--- Start INPUT DATA ---

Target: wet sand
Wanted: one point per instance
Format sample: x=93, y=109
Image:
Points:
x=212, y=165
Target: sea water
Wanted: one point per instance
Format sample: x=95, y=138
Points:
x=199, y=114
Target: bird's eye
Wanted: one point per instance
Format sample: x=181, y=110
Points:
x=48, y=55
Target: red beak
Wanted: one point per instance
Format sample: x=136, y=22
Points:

--- End INPUT DATA ---

→ **AIM**
Recopy the whole listing exactly.

→ **SOLVED EXERCISE**
Target: wet sand
Wanted: one point per instance
Format sample: x=93, y=109
Image:
Points:
x=212, y=165
Target: sea water
Wanted: one point per instance
Format sample: x=95, y=138
Points:
x=199, y=114
Target: bird's eye
Wanted: one point per instance
Format sample: x=181, y=110
Points:
x=48, y=55
Target: red beak
Wanted: one point per instance
Format sample: x=136, y=22
Points:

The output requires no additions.